**Source records**.
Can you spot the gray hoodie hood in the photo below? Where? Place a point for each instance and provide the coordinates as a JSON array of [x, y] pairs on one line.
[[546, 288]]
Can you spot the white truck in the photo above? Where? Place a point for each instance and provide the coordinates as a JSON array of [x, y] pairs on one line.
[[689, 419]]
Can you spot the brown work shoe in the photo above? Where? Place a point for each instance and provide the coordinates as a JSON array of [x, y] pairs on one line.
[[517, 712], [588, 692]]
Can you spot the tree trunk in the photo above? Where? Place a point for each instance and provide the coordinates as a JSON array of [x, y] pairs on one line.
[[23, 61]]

**Exercise prompt**.
Repeat exactly the lines of the records from the one containing "Can you spot the brown" to the last, and include no line outside that stretch.

**Output for this exercise**.
Can you spot the brown work shoe in the photo above? Where? Place a point for each instance and provide the coordinates as a JSON array of [x, y] pairs on one line.
[[517, 712], [588, 692]]
Can you spot the tree trunk in the photo above? Where? Place a point for each instance and provide the coordinates as a JSON array of [x, y] pairs on one line.
[[23, 61]]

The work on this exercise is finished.